───── THE DATA ─────

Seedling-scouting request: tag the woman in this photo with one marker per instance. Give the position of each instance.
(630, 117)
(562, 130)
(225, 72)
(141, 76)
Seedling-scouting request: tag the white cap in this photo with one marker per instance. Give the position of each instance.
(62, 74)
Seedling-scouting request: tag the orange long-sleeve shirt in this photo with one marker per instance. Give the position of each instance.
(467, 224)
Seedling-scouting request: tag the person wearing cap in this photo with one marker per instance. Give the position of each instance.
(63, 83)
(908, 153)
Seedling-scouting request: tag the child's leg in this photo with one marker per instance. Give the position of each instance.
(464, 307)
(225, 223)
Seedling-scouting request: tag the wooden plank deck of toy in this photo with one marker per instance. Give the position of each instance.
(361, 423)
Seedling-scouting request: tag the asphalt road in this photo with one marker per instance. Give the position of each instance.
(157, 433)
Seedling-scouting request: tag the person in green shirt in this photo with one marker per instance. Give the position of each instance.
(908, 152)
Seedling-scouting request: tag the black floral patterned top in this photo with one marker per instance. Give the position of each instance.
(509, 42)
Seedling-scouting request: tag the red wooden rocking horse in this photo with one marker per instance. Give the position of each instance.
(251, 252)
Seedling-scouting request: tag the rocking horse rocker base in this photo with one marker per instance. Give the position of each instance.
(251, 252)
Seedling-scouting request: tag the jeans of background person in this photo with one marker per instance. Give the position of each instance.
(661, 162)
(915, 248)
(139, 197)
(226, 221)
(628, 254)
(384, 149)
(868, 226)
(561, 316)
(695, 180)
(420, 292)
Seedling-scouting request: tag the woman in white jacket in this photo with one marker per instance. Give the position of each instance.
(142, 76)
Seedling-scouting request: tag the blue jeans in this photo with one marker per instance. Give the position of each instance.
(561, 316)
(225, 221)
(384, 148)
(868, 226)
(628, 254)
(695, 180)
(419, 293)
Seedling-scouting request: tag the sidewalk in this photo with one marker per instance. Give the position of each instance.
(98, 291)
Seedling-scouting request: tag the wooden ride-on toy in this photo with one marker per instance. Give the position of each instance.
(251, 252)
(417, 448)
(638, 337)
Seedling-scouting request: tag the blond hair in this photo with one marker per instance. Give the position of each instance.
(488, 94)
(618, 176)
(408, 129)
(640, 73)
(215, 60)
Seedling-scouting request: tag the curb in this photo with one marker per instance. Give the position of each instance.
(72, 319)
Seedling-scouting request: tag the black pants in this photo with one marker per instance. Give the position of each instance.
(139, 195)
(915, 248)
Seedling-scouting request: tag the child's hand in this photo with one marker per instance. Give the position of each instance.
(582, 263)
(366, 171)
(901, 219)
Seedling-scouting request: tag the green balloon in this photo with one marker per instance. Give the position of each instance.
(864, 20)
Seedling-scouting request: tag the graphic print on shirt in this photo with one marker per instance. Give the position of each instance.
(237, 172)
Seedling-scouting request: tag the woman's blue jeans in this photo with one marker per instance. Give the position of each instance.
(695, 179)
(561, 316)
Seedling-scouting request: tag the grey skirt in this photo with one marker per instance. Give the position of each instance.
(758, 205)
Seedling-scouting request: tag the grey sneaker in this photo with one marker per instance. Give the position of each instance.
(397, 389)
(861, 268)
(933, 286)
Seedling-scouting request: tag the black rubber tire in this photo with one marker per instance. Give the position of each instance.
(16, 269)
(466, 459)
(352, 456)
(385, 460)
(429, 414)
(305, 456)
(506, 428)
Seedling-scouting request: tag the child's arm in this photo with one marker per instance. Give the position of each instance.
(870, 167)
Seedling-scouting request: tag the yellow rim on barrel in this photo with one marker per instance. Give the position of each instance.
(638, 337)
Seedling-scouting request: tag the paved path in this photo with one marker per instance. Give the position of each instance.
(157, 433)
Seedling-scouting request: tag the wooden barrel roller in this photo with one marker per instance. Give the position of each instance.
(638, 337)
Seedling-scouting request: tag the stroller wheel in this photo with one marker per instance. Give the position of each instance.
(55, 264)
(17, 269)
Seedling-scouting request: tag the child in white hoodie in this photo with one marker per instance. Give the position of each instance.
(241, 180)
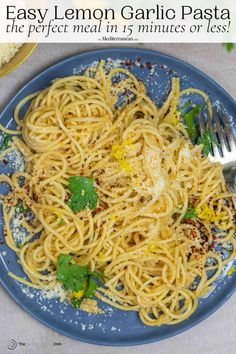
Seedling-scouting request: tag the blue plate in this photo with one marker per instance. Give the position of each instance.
(113, 327)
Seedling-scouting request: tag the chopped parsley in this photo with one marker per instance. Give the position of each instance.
(5, 141)
(229, 46)
(190, 213)
(82, 193)
(76, 278)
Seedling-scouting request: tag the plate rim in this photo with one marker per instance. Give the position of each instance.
(107, 52)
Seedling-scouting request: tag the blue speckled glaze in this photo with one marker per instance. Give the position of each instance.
(113, 327)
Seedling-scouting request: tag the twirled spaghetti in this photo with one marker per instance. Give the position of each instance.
(146, 173)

─────

TASK REQUIREMENTS: Write the records out exactly once more, leaving off the pictures.

EXERCISE RESPONSE:
Seedling-scouting request: tag the woman in this photo with one marker per instance. Give the position of each instance.
(630, 117)
(562, 130)
(225, 72)
(141, 76)
Seedling-scouting request: tag the white cap in this photo with one marker per instance. Give the position of each instance.
(62, 74)
Seedling-scouting request: tag the orange long-sleeve shirt in this photo with one marker per instance. Give the position of each instance.
(467, 224)
Seedling-scouting request: tag the person wearing cap in this photo with one marker per instance. Give the position of each instance.
(63, 83)
(908, 153)
Seedling-scouting request: tag the child's leg in this photo with one marker per instance. Give the position of each instance.
(464, 307)
(225, 223)
Seedling-scouting request: tag the wooden plank deck of toy in this photo with one marker per instance. Give the position of each instance.
(361, 423)
Seedling-scouting request: tag the asphalt road in this photo with one marker per instance. Give the position of each instance.
(157, 433)
Seedling-scouting request: tag the person in green shirt in this photo with one marker per instance. Give the position of each instance.
(908, 152)
Seedling-scouting request: tag the black floral patterned top in this photo with one marker per instance. Give the position of each instance.
(509, 42)
Seedling-scouting request: tag the red wooden rocking horse in this photo with one marker per instance. Give the position of each instance.
(251, 252)
Seedling-scouting request: tag the rocking horse rocker base in this photo with one marker per instance. Give the position of each instance.
(251, 252)
Seedling-scouting request: tag the jeans of background person in this photo with one marker per instance. Give the position of each instance.
(661, 162)
(915, 248)
(139, 197)
(226, 221)
(628, 254)
(384, 149)
(868, 226)
(561, 316)
(695, 180)
(420, 292)
Seedling-scouting request: tag the woman in white jacket in this photo with one marker per instance. Give the position of each instance.
(142, 76)
Seedling-scouting request: tag the blue jeans in this photo with one marker per instance. Give the position of each instance.
(561, 316)
(225, 221)
(384, 148)
(868, 226)
(628, 254)
(695, 180)
(419, 293)
Seedling-scouting request: tag the sidewalk in this photo with one marker per instance. Give the position of each instance.
(98, 291)
Seedling-scouting request: tag the wooden ride-on toy in this photo with one marker per instance. Give the position of each instance.
(251, 252)
(417, 448)
(638, 337)
Seedling-scouting request: tag the blond hair in this photo with one marker per instance. Give the position of each instance.
(488, 94)
(618, 176)
(408, 129)
(640, 73)
(215, 60)
Seedling-scouting request: tag the curb in this photo with one marker per instance. Give the position of each instance.
(72, 319)
Seedling-scouting request: tag the black pants in this photo with one marker per instance. Give the position of each instance.
(139, 195)
(915, 248)
Seedling-scouting request: tag the child's hand in this photo with one marker per instance. Give the position of each instance.
(582, 263)
(366, 171)
(901, 219)
Seedling-scouting request: tag the green balloon in this photo with one marker per instance. Give the position of each instance.
(864, 20)
Seedling-scouting request: tag the graphic print on shirt in this photo with one marker per instance. Give the position of each instance.
(237, 172)
Seedling-scouting request: tag the woman's blue jeans in this photo with one marker per instance. Give the position of each instance.
(695, 179)
(561, 316)
Seedling-scouting request: tag the grey skirt in this photo with one marker per instance. Give the position of each instance.
(758, 205)
Seedling-scouting request: tag the grey sneaker in this photo with one marker per instance. Give the position of each instance.
(397, 389)
(861, 268)
(933, 286)
Seedling-scouting request: tag the black rubber tire in this photo with one marker per instance. Give the position of each instance.
(16, 269)
(466, 459)
(352, 456)
(385, 460)
(429, 414)
(305, 456)
(506, 428)
Seedling-scouting request: tag the child's arm in this photo with one marker per instance. Give the position of each instance.
(870, 167)
Seedling-scouting request: tag the yellow rim on barrel in this photo with one marker per instance. Give the position of each instance.
(638, 337)
Seedling-scouting request: tag the paved path in this photo with one marker per instance. Give the position of each instance.
(157, 433)
Seedling-scouting request: tag the wooden barrel roller in this photo with one marker per instance. Give the position of each instance.
(638, 337)
Seedling-scouting request: tag the stroller wheel in this photo with one marker per instance. Give the position of each instance.
(55, 264)
(17, 269)
Seedling-scouting request: tag the child in white hoodie in this photo with one marker per instance. Give the position of each instance.
(241, 180)
Seedling-scouting request: tag the blue plate in this photo with one marker per instance. Give the position of each instance.
(113, 327)
Seedling-scouting request: tag the chopped parsley in this photo with one marker per instance. Give the position of each instance.
(5, 141)
(229, 46)
(190, 213)
(82, 193)
(76, 278)
Seedling-scouting request: tag the plate rim in this photo with one marker per instance. Give the position of each instance.
(107, 52)
Seedling-scouting request: tag the blue speckled glaze in this photo with one marker per instance. Give the position of each instance.
(113, 327)
Seedling-scouting request: tag the twirled spaghetti in this photo with one marker per instance. Give the position of each instance.
(146, 173)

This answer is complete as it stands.